## Extracted text:
- Conference: Conference USA
- Record: 3–8 (2–4 C-USA)
- Head coach: Bob Sutton (8th season);
- Offensive coordinator: Ed Warinner (1st season)
- Offensive scheme: Triple option
- Defensive coordinator: Denny Doornbos (8th season)
- Base defense: 4–3
- Captains: Neil Ravitz; Kenny Dale Rowland;
- Home stadium: Michie Stadium

= 1998 Army Cadets football team =

American college football season

The 1998 Army Cadets football team was an American football team that represented the United States Military Academy as a member of Conference USA (C-USA) in the 1998 NCAA Division I-A football season. In their eighth season under head coach Bob Sutton, the Cadets compiled a 3–8 record and were outscored by their opponents by a combined total of 325 to 257. In the annual Army–Navy Game, the Cadets defeated Navy, 34–30.

Some records:

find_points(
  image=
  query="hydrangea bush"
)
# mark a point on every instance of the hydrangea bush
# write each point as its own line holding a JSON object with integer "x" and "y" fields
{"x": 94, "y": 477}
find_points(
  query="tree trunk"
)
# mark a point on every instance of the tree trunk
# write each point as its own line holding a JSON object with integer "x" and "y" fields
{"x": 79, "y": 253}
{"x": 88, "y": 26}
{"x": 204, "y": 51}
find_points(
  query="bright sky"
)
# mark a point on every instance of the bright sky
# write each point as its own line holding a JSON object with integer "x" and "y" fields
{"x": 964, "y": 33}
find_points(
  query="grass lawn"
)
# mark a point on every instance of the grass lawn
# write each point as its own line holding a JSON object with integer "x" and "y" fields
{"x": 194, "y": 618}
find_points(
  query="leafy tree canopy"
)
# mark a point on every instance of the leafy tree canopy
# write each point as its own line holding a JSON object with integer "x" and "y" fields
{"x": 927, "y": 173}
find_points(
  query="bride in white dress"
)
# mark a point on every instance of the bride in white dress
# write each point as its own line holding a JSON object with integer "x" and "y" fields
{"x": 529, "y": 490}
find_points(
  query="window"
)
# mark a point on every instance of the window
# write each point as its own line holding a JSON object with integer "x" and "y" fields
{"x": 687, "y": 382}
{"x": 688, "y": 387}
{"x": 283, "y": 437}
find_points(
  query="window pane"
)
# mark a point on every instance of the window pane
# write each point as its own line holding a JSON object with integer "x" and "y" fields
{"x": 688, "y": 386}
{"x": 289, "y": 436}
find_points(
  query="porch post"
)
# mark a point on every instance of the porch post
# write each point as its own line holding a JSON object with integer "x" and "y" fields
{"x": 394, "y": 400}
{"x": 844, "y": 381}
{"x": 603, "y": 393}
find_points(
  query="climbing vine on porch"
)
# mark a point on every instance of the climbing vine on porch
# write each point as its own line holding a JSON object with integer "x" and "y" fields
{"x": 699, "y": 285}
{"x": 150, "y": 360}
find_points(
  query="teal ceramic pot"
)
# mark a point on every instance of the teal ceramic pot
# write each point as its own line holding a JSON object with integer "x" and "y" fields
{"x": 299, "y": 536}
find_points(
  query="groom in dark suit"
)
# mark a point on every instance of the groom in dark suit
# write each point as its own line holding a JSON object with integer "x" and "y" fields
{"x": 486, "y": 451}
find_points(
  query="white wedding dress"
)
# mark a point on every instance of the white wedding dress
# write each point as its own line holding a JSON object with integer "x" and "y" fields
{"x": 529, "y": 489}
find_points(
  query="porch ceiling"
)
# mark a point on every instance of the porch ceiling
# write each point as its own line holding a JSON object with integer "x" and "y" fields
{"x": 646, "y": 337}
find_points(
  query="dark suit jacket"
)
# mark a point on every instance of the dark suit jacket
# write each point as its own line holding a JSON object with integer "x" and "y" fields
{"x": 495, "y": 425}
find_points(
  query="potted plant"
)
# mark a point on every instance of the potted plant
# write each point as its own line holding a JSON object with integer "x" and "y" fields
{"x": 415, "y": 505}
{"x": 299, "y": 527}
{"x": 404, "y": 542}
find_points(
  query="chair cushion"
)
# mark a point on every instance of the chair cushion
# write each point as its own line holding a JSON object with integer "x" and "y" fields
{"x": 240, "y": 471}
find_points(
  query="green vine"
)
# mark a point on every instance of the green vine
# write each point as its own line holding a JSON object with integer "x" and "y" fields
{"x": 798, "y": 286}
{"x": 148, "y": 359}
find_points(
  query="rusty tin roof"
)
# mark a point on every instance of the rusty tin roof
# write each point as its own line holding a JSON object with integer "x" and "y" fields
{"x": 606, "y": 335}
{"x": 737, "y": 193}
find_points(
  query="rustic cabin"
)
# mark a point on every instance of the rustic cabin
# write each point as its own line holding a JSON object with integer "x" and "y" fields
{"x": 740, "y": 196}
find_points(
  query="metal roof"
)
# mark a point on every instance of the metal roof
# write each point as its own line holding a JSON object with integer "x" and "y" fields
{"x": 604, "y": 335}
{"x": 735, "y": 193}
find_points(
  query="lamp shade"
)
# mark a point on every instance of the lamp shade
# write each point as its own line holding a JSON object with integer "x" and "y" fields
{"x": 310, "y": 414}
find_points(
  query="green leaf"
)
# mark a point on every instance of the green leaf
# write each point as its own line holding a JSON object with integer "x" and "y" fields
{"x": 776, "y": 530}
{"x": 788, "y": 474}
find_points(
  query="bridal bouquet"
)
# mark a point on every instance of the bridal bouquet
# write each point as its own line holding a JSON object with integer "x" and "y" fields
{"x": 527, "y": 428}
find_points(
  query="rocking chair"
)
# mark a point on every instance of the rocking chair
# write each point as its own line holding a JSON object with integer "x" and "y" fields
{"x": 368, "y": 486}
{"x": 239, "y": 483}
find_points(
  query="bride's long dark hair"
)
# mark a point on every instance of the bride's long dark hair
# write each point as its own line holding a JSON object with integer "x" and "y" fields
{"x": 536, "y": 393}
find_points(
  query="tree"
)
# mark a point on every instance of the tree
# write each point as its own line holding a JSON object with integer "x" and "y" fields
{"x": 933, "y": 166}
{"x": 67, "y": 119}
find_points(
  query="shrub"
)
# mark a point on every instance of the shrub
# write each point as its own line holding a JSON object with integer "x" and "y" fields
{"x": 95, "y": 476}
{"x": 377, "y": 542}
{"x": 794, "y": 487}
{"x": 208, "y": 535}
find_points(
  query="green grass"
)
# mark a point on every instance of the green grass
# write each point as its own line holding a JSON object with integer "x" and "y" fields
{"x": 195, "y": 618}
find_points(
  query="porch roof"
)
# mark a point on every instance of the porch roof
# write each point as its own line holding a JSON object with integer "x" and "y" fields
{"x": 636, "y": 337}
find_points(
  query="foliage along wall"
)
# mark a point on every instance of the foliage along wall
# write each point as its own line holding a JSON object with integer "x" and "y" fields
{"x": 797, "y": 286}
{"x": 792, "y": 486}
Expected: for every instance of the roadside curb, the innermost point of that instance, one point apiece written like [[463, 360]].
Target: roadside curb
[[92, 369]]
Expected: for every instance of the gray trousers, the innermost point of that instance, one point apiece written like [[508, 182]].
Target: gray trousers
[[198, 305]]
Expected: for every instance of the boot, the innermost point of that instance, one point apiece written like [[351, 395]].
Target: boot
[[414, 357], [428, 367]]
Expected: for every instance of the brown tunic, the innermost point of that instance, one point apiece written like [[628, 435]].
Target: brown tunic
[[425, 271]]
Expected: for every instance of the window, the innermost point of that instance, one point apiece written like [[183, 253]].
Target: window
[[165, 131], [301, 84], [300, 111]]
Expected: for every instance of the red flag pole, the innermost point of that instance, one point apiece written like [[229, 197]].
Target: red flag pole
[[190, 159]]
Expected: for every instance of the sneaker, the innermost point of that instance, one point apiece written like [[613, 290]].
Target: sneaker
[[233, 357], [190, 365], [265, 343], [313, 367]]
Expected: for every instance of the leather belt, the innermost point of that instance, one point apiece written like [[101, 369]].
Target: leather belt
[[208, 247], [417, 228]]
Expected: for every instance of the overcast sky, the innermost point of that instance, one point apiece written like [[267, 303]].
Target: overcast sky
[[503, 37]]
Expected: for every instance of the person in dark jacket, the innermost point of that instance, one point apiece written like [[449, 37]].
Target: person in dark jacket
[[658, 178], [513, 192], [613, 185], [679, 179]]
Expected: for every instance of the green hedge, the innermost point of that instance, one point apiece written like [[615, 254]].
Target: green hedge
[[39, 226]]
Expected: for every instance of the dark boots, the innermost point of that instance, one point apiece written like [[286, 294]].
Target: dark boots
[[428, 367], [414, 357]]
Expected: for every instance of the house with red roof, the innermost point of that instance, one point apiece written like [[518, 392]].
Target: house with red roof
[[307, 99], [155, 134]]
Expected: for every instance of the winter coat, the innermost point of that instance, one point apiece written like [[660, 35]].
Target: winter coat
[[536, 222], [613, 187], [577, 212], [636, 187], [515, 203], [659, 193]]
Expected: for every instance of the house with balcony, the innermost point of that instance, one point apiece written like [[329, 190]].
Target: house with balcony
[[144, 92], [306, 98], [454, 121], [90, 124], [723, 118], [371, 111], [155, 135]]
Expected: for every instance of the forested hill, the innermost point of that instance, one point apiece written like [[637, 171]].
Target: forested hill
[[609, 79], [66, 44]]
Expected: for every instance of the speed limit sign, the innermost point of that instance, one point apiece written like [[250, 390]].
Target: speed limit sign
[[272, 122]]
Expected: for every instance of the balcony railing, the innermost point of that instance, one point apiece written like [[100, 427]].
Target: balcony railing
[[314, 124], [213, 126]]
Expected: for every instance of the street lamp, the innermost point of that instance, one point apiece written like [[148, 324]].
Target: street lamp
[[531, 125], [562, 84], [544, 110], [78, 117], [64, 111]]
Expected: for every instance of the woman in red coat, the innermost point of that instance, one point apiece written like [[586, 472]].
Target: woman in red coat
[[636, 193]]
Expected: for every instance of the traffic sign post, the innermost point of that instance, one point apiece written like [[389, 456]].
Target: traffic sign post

--

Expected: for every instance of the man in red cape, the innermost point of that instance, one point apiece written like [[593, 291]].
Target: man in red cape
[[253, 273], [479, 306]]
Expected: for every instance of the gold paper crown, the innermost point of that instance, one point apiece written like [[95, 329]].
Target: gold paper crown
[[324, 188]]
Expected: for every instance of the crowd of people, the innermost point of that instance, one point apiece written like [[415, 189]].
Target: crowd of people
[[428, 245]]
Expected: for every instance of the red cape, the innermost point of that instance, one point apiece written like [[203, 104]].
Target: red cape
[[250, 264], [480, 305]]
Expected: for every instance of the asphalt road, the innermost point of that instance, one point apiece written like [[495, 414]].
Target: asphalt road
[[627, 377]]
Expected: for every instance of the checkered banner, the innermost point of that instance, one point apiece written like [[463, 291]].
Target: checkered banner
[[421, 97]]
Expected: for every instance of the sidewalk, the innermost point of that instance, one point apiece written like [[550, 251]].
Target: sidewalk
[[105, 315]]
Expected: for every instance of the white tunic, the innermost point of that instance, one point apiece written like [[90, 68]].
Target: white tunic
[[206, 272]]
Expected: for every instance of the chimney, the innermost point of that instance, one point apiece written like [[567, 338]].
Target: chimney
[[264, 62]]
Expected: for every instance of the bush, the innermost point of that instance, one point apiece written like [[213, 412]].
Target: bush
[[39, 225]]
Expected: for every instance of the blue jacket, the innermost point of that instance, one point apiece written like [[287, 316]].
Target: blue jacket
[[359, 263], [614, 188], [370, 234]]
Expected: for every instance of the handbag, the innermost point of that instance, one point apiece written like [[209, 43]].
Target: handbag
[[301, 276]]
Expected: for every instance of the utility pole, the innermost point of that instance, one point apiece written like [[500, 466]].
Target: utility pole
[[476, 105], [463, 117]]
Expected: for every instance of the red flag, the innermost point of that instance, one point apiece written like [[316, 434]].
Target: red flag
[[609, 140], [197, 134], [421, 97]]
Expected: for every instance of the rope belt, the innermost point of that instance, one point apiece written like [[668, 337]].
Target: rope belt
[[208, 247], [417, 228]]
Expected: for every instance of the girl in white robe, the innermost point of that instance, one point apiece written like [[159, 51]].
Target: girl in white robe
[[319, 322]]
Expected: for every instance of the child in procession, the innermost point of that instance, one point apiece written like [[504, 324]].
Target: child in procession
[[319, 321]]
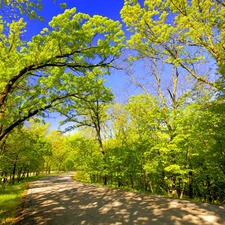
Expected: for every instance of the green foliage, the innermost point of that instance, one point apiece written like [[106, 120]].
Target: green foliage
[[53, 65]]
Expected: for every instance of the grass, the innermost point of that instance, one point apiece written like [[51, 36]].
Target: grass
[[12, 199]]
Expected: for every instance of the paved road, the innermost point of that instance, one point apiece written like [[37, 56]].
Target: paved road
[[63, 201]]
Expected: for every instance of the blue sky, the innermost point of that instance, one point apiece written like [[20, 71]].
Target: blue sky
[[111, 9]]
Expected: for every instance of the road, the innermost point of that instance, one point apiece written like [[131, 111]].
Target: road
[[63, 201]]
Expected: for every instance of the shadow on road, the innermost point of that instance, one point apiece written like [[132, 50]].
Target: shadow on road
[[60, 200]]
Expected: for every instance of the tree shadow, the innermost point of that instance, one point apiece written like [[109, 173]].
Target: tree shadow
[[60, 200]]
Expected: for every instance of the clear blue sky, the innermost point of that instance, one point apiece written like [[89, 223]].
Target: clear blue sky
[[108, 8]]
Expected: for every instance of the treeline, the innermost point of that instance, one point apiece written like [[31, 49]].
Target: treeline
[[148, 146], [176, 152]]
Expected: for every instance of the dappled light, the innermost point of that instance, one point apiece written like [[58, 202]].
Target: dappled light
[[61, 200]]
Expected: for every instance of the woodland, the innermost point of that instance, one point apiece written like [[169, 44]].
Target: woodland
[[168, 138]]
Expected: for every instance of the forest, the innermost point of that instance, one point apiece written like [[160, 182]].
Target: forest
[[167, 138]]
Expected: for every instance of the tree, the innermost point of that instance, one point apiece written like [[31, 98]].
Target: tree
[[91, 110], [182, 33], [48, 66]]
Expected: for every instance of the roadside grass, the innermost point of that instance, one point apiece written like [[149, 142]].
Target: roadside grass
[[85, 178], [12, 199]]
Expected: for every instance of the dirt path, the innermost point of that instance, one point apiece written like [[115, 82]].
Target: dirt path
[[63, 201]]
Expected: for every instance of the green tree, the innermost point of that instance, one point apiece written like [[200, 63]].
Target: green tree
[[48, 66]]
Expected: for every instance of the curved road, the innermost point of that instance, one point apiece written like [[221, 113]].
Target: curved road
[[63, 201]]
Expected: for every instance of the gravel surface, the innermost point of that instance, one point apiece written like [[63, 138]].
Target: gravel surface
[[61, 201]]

## Task description:
According to the text on the 1998 Army Cadets football team, what was the final score of that season's Army–Navy Game?

## Exercise result:
Army defeated Navy, 34–30.